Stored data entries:
####################
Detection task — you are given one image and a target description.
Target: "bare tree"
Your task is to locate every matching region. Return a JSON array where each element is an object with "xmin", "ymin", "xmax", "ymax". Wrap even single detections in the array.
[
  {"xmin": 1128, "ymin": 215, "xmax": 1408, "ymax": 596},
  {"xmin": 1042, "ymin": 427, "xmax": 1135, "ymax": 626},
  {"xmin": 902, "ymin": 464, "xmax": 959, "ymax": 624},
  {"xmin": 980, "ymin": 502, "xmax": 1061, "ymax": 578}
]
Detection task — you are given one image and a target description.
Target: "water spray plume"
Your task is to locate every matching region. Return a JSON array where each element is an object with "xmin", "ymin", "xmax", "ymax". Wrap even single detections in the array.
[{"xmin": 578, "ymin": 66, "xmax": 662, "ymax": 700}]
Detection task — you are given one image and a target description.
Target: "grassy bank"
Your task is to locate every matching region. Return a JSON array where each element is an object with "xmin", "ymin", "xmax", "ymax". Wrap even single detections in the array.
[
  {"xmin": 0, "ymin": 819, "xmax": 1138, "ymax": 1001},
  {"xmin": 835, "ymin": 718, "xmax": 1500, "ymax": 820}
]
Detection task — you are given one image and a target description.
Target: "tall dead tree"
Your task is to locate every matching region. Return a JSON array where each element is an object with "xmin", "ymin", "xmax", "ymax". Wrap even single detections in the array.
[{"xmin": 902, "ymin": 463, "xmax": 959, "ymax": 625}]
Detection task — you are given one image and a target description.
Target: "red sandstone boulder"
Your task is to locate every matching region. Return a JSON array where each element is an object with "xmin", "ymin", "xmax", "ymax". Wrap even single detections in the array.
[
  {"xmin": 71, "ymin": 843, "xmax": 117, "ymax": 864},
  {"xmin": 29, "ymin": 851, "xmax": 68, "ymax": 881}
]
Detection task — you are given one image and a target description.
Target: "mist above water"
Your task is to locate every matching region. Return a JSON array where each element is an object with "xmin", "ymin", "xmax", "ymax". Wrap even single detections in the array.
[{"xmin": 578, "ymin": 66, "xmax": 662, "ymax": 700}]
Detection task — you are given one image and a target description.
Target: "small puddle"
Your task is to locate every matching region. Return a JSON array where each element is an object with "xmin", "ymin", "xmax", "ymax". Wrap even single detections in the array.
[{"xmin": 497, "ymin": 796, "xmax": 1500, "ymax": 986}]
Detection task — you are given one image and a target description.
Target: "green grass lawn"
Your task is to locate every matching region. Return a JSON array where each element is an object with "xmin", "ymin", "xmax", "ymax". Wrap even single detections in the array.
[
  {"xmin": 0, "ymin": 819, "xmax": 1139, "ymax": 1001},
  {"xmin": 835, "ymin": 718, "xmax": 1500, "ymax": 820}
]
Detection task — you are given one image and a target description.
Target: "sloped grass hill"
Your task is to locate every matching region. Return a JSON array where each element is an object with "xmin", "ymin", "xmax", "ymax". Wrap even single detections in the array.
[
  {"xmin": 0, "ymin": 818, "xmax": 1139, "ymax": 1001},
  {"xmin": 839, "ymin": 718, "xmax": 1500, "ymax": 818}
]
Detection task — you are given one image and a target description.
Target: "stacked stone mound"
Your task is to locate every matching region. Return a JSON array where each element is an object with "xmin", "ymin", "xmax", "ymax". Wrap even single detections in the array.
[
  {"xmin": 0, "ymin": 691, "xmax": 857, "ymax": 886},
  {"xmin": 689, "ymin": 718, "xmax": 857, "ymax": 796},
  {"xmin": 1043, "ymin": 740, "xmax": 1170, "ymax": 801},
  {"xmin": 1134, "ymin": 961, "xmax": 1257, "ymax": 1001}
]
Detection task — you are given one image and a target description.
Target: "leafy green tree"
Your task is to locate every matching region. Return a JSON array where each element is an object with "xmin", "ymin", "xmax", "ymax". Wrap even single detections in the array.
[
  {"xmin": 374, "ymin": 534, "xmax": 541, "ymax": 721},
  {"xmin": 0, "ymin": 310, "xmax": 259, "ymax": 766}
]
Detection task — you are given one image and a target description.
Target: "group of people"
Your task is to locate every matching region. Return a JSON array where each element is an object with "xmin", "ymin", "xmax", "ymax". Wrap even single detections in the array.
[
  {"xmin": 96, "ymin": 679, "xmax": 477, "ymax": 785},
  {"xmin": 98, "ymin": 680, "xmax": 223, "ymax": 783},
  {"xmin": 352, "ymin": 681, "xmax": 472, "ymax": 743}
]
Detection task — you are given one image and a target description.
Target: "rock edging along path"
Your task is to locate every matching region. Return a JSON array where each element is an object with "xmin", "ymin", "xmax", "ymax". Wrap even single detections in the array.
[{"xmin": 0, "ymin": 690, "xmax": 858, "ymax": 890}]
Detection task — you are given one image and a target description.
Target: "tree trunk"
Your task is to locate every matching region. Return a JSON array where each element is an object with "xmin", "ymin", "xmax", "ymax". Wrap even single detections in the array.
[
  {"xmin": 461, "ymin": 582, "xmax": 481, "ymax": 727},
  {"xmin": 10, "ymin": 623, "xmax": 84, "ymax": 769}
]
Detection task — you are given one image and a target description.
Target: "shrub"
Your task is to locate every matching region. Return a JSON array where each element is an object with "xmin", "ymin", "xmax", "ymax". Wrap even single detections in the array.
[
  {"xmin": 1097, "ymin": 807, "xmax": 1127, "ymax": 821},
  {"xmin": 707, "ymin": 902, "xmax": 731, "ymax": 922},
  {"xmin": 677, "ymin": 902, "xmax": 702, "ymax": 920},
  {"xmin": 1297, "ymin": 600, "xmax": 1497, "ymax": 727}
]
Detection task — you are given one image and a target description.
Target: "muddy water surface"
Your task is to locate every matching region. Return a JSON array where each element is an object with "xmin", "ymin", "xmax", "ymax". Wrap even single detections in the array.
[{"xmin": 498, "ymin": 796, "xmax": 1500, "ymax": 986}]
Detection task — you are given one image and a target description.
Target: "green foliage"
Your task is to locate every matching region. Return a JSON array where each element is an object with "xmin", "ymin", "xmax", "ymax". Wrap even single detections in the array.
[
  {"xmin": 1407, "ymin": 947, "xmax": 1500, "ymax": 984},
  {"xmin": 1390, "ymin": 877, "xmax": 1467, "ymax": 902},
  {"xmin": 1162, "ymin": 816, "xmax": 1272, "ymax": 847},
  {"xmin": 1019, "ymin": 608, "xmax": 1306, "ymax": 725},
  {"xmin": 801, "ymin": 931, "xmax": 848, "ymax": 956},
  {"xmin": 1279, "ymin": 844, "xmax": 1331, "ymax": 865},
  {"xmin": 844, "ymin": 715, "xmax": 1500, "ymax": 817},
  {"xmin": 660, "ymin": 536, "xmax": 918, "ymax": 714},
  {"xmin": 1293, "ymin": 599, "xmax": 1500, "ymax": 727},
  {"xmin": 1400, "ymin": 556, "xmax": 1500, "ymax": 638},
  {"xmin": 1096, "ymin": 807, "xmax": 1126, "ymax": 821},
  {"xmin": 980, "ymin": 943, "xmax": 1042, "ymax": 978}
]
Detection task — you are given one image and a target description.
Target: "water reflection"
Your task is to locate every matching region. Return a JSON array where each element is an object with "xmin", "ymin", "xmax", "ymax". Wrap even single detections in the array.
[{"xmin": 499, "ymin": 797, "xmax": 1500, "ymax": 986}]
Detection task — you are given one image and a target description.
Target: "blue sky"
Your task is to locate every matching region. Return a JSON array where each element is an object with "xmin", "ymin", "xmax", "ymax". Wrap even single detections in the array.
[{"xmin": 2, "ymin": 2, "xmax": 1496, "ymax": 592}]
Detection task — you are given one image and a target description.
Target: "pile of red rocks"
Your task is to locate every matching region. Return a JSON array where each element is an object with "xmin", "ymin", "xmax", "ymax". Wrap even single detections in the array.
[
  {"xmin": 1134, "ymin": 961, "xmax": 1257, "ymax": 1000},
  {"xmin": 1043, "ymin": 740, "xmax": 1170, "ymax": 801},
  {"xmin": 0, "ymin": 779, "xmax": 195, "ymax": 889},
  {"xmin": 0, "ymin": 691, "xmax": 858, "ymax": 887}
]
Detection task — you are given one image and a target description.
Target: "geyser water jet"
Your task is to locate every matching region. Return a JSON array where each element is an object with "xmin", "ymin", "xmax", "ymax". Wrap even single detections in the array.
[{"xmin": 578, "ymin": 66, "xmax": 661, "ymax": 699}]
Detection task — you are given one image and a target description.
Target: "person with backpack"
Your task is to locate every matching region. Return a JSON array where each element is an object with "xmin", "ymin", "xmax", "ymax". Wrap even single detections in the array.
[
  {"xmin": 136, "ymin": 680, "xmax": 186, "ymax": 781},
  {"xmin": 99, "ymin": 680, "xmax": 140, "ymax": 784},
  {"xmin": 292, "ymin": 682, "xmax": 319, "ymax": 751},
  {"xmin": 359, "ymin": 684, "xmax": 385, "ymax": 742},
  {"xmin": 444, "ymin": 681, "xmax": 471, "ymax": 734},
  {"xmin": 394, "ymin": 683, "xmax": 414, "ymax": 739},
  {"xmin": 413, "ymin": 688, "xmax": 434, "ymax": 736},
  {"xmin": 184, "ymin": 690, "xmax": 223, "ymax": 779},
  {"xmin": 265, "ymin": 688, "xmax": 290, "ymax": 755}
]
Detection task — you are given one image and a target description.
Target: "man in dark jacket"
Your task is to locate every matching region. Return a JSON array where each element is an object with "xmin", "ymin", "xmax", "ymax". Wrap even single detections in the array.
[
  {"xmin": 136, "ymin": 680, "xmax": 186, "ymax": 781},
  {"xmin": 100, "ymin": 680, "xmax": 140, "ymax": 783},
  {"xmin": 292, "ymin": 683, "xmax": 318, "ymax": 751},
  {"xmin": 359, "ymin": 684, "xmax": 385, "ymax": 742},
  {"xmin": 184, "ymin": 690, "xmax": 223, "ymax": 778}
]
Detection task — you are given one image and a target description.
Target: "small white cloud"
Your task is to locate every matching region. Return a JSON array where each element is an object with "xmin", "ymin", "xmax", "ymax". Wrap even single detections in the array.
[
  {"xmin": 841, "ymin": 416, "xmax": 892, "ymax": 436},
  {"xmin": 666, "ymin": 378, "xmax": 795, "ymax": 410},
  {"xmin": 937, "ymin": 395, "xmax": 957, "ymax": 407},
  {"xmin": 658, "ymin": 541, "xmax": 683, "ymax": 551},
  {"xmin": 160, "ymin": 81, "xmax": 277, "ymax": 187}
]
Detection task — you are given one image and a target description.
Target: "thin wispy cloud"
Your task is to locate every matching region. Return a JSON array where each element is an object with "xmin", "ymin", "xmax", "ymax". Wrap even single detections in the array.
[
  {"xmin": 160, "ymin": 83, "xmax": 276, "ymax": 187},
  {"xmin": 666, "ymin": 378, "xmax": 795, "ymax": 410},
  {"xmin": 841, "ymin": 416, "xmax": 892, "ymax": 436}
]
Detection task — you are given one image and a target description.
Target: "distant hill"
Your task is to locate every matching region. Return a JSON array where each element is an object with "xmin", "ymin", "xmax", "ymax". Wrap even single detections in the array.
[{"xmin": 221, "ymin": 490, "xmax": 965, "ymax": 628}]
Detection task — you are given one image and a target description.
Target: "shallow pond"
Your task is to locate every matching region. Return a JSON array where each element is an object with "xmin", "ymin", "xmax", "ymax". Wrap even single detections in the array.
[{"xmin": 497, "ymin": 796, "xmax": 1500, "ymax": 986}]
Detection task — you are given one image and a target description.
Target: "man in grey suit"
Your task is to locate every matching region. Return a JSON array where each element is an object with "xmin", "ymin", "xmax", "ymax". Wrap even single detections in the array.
####################
▶ _Work required_:
Going through the records above, count the lines that hold "water" and answer with the count alone.

▶ _Exercise answer_:
5